:: Provided material
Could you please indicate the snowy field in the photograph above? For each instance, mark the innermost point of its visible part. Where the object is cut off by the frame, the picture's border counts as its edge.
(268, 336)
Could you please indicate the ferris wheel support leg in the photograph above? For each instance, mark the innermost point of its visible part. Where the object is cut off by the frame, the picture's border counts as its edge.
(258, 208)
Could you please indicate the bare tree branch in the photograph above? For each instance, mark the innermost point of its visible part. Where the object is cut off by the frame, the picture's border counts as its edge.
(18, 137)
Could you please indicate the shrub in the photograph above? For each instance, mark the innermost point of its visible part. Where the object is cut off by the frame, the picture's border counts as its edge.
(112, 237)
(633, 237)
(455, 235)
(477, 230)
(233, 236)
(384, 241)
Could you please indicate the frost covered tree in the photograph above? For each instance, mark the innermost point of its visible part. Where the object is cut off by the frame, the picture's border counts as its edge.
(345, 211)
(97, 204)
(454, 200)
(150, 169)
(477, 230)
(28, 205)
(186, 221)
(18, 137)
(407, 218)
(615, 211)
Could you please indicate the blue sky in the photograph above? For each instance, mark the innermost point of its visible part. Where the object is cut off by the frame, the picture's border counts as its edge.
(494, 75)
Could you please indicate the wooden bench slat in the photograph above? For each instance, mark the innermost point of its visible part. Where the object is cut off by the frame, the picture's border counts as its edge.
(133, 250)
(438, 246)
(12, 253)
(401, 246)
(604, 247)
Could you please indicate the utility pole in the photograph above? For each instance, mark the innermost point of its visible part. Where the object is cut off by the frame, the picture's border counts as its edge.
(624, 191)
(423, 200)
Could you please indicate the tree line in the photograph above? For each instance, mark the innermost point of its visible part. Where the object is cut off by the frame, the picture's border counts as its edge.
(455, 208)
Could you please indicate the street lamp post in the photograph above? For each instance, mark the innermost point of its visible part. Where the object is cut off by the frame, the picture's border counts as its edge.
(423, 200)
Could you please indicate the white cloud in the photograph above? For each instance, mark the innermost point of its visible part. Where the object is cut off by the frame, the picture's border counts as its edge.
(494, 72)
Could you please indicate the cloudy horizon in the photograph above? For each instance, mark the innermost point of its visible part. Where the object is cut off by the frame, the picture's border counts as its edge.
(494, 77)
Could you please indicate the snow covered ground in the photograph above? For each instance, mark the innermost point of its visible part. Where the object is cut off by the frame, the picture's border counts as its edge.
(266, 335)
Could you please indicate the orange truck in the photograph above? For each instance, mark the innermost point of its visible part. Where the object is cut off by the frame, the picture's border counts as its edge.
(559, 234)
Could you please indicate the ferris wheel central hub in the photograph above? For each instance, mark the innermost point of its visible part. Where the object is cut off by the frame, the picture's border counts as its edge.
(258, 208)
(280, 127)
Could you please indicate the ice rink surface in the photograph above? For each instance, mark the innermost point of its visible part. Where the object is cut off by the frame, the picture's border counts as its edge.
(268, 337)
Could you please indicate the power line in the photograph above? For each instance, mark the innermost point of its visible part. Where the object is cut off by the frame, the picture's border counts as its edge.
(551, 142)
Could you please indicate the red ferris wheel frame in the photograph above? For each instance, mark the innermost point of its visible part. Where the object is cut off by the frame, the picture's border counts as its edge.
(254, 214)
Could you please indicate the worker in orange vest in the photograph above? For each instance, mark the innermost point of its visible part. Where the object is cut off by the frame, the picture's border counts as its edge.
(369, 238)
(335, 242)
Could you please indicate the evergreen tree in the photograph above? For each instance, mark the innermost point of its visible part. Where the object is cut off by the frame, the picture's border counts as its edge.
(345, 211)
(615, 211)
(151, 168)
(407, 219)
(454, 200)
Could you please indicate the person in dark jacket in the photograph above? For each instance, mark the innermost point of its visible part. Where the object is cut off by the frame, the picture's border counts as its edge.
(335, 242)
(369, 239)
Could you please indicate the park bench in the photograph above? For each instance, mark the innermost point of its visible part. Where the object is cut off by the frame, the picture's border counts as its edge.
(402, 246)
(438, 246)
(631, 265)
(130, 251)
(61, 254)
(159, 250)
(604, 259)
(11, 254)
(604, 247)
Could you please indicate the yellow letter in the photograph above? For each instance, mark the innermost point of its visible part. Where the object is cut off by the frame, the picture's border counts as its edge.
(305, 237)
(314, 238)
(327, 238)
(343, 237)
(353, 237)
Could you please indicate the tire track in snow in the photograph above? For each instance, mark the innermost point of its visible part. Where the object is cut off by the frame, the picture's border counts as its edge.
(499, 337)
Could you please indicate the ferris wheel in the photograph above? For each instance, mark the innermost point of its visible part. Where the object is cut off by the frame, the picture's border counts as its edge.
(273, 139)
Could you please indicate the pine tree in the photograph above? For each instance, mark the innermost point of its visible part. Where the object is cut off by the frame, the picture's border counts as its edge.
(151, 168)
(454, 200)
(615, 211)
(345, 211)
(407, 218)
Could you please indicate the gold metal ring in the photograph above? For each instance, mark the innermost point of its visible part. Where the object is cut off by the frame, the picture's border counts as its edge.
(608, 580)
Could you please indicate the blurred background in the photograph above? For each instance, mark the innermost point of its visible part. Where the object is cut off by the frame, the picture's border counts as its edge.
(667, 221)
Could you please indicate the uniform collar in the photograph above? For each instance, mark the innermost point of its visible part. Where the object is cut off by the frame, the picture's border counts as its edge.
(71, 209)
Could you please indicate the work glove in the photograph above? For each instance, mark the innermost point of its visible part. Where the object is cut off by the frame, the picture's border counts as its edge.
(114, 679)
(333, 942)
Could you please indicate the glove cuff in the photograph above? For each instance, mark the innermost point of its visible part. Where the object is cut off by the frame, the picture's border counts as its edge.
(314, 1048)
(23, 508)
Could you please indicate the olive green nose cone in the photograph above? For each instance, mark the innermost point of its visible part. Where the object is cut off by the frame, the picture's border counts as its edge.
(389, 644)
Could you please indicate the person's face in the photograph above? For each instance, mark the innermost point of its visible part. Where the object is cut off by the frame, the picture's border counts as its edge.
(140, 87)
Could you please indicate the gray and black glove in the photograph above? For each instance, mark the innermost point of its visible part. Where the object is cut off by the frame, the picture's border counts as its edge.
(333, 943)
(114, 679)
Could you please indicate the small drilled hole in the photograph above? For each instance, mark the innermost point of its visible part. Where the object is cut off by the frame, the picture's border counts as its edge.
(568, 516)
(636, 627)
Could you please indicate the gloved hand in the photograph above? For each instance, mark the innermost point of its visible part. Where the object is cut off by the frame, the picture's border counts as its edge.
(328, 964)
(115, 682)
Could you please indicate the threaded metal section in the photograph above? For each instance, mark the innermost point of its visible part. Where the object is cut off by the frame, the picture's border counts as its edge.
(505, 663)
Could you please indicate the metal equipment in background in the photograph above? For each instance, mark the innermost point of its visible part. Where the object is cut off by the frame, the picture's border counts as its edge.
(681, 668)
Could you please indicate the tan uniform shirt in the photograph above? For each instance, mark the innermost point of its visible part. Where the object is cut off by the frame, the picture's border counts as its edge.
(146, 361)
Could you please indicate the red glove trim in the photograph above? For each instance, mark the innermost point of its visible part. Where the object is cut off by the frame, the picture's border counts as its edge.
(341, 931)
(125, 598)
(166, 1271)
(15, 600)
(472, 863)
::::
▶ _What the task asks_: Your task is to transcribe the material exactly.

▶ _Response for this exercise_:
Could you please indicate the snowy field in the photograph above? For each instance, mark the innermost point of its visible part. Where the object is cut off by the frame, the picture's border counts as its edge.
(268, 336)
Could you please indicate the ferris wheel support leg in the photograph above? For each instance, mark the innermost point of its visible part. Where the object is cut off by the frame, the picture's border counts as its edge.
(258, 208)
Could you please indicate the bare tree branch in the photograph above? For each instance, mark the innermost point of its visible part. Where the object is cut off by the frame, the picture's border counts as its edge.
(18, 137)
Could you please indicate the shrub in the photograph above? For each instance, mark the innermost point of its visible part. Where the object is cut off by the frame, the picture's border counts as its edge.
(112, 237)
(633, 237)
(455, 235)
(477, 230)
(233, 236)
(384, 241)
Could you please indicate the frost covered tree in the photograph above? For each instance, mark the innermost point of its visible part. Where the object is cut off by the frame, the picture's border counts as its edge.
(345, 211)
(97, 204)
(454, 200)
(150, 169)
(477, 230)
(28, 205)
(186, 221)
(18, 137)
(407, 218)
(615, 211)
Could you please indicate the blue sky in the photograph above? For each instance, mark the innermost point of its visible part. Where the object is cut off by the frame, the picture's border counts as its edge.
(494, 75)
Could you please indicate the wooden bench slat in the photograph above? For each instance, mark the innermost point of its visible part. Where the object is cut off by the frame, the picture's border counts as its edge.
(133, 250)
(438, 246)
(12, 253)
(401, 246)
(604, 247)
Could you please indicate the utility pole in the photograph above? For each instance, mark the innermost point of its visible part. Where the object is cut off by the frame, the picture's border counts as its edge.
(624, 191)
(423, 200)
Could you please indicate the tree line in the photograph above? For each instance, mark the innermost point of its visible part. Where the object is cut off by the frame, the picture's border counts as its edge.
(455, 208)
Could you please indicate the street lamp post in the photograph above? For each instance, mark the innermost point of its visible part. Where the object is cut off by the frame, the picture's border counts as its edge.
(423, 200)
Could you please indicate the white cloud in the photograph above? For each instance, mark the innermost point of its visible part. Where the object is cut off by the frame, the picture's border counts as its edge.
(494, 72)
Could you please indicate the cloudy horizon in the photograph above? For each instance, mark the innermost point of its visible part. Where the object is cut off by the frame, the picture's border counts as its edge.
(494, 77)
Could you please indicate the snow covered ground in the photograph above? For each instance, mark the innermost point of its visible part. Where the object is cut off by the frame, the picture's border counts as its edge.
(266, 335)
Could you please indicate the orange truck in the photograph above? For each instance, mark the innermost point of its visible part. Where the object is cut off by the frame, the picture's border counts as its edge.
(559, 234)
Could you please indicate the ferris wheel central hub in the photograph above? For each instance, mark the innermost point of its visible part. Where the object is cut off by the frame, the picture's border counts as its edge.
(258, 208)
(280, 127)
Could you please indicate the ice rink surface in the photograph above? For each instance, mark the innermost point of its visible part. Where the object is cut off by the frame, the picture's border counts as its edge.
(268, 337)
Could you please indicate the power line in the photograph above? For each instance, mark the innermost point of its visible part. Where the object is cut off by the frame, the picture's border counts as its edge.
(551, 142)
Could you please indicate the red ferris wheel frame in the photograph above? For each instance, mark the innermost point of its visible part. Where the object is cut off by the frame, the picture's border counts as its edge.
(254, 214)
Could you please indicate the worker in orange vest in the photograph above? For each instance, mark the innermost point of its visible part. Where the object is cut off by the frame, the picture's border counts as its edge.
(369, 238)
(335, 242)
Could you please indicate the evergreen tree in the photograph above? For each instance, mark the innermost point of its visible part. Where the object is cut off by the frame, the picture's border counts as its edge.
(345, 211)
(615, 211)
(151, 168)
(407, 219)
(454, 200)
Could you please indicate the person in dark jacket in the photograph above? For each instance, mark the innermost point of its visible part. Where the object is cut off by the frame, the picture's border counts as its edge.
(335, 242)
(369, 239)
Could you please indicate the park bench in the photograph above? For each instance, mark the innermost point of its visible part. Where the object is cut off by the frame, the picture's border counts as its edge.
(402, 246)
(438, 246)
(631, 265)
(130, 251)
(61, 254)
(159, 250)
(604, 259)
(11, 254)
(604, 247)
Could you please indicate the yellow letter in the photograph above? For each instance, mark the innermost point of its visible part. Where the object is cut off by the frame, the picture's border counts as its edge.
(305, 237)
(314, 238)
(327, 238)
(343, 237)
(353, 237)
Could you please indicate the tire track in snow in the photograph above? For each instance, mark the innermost point of its visible part. Where the object is cut off by the frame, the picture's border counts as its edge.
(499, 337)
Could you please indicate the ferris wheel in the photograph above? For each instance, mark the innermost point of its visible part. Where the object is cut off by the frame, the picture's border counts as its edge.
(273, 139)
Could you please indicate the pine tree in the photograph above? For each instance, mark the innermost point of its visible part. Where the object is cut off by the frame, the picture's border counts as its edge.
(151, 168)
(454, 200)
(615, 211)
(345, 211)
(407, 218)
Could you please indicate the gold metal ring in the photograph above? For each instance, mark the innermost point of its visible part. Where the object is cut off by the frame, the picture's border counts as its edge.
(608, 580)
Could you please indicate the blurred background in the photograph above? For each instance, mark the innermost point of its visible part. Where the object is cut off by the frame, the picture's border counts as its edge.
(667, 221)
Could you please indicate the uniform collar in the photograph above? For each instance, mark the innermost point of its visible part. Where the object is cut off by the frame, the picture's border counts as its edge.
(71, 209)
Could you please indicate the work glove in the photograph above? For each instance, mark the innermost point of its visible part. Where the object is cut off by the frame, the picture's border counts as its edge.
(114, 679)
(333, 942)
Could you please indicate the glove cuff in the photograph above? For each instance, mark the innermost point of its visible part. Where the object is cut off by the frame, the picture's border counts as its edge.
(314, 1048)
(23, 508)
Could you please indicate the olive green nose cone in the photograph above? For each instance, mark the innermost point of its visible part. Where the object is cut off by the frame, the picture's border counts as its edge.
(389, 644)
Could you please indicate the person's face in the photograph above? For each instance, mark the innermost point of its visible part. Where the object is cut off by the frame, the picture's border counts as its edge.
(140, 87)
Could you please indicate the gray and black glove in the photograph above? For each instance, mark the innermost point of its visible part. Where the object is cut off by the frame, the picture's border counts as its edge.
(333, 943)
(114, 679)
Could you please indicate the small drilled hole in the photograph above? For each instance, mark the innermost point of its visible part. Where the object is cut off by the frame, the picture's border counts as its edge.
(568, 516)
(636, 627)
Could you please indicate the gloved hand in the photograph above? For each instance, mark the innermost point of its visible part. Where the object is cut off by the frame, the picture's border counts as its edge.
(328, 964)
(115, 682)
Could you please indicate the threaded metal section in the photograph above? For each instance, mark the innermost point of its visible part. Where the object is cut off by the frame, the picture's border counts as its edge.
(505, 663)
Could you please indicate the metal equipment in background in the photograph above? For each instance, mark the innermost point of its visible part. Where the object is cut off by the frame, the picture's border counts as its edge.
(681, 668)
Could you please indicate the tan uniform shirt in the photograph above? For each instance, mark the innermost point of its visible part. Where the object is cut off by the frame, the picture's border counts as its edge.
(146, 361)
Could you please indicate the red glove trim in the photograph above? For each instance, mark the innermost point of its visible part. Where the object is cut off by the frame, the picture's border counts as its edge.
(341, 931)
(125, 598)
(166, 1271)
(15, 600)
(472, 863)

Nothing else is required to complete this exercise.